- WRITTEN PROBLEM: Return every line of the entries below that contains the word "Would", with matching case.

- INFORMATION SHOWN:
—————

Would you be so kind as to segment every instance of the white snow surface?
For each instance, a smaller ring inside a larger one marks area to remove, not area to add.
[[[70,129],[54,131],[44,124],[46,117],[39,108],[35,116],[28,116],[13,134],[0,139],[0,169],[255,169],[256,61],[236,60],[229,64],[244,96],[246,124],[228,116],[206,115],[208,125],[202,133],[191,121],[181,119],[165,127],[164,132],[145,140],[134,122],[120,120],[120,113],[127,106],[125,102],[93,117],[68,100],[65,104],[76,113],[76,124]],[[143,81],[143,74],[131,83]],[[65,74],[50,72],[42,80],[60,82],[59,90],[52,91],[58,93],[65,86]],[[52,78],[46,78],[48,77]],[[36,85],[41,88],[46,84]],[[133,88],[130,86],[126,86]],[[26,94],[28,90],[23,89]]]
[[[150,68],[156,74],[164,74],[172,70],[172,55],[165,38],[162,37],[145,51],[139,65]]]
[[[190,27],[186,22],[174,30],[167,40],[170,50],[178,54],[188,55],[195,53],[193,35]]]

—————

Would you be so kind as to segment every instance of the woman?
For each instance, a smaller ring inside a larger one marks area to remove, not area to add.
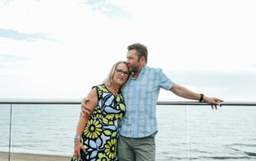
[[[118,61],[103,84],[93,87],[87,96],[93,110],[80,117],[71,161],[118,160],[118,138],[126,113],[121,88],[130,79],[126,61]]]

—————

- TASK RESPONSE:
Would you be so kind as to segment every instance of the white snow surface?
Would you be so kind as to segment every instance of the woman?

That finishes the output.